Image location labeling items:

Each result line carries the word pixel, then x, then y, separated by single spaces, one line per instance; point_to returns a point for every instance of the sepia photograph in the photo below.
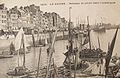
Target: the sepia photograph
pixel 59 39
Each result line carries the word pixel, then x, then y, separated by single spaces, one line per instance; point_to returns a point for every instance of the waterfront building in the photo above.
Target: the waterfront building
pixel 3 17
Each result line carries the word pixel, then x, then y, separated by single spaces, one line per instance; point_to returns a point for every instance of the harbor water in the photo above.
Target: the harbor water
pixel 60 48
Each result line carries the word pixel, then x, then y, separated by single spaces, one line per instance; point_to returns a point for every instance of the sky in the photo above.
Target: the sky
pixel 100 12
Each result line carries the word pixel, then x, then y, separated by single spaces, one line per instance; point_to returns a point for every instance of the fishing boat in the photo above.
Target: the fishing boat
pixel 72 61
pixel 19 43
pixel 107 68
pixel 99 28
pixel 8 54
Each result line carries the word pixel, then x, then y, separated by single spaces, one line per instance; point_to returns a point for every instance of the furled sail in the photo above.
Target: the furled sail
pixel 110 51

■ Your task
Reproduce all of the items above word for word, leaving the pictures out.

■ Reply
Each result line carries the word pixel, then x, then y, separated by single spaces, one line per instance; point_to returns a point for every instance of the sepia photograph in the photo below.
Target: the sepia photograph
pixel 59 39
Each result line carries the word pixel, then x, then y, separated by single spaces, one line per instance; point_to returns a point for every instance of the waterfront building in the photo above.
Target: the waterfront building
pixel 3 17
Each result line carries the word pixel, then x, then y, separated by single spaces, one line per instance; point_to returns a point for every instance of the harbor water in the photo above.
Target: the harbor water
pixel 60 48
Each result line carries the word pixel, then x, then y, separated by single spaces, one line per instance; point_to returns a point for every instance of the sky in the photo above.
Target: the sky
pixel 100 12
Each result line carries the word pixel, then x, then y, separated by single spaces, one line per instance; point_to returns a point for every instance of the fishing boat in the photo above.
Target: the fishing boat
pixel 72 61
pixel 19 43
pixel 107 68
pixel 99 28
pixel 8 54
Each result line carries the word pixel, then x, then y, separated by single spaces, one line per instance; point_to returns a point for every instance of the furled sail in the photo above.
Target: the furled sail
pixel 110 51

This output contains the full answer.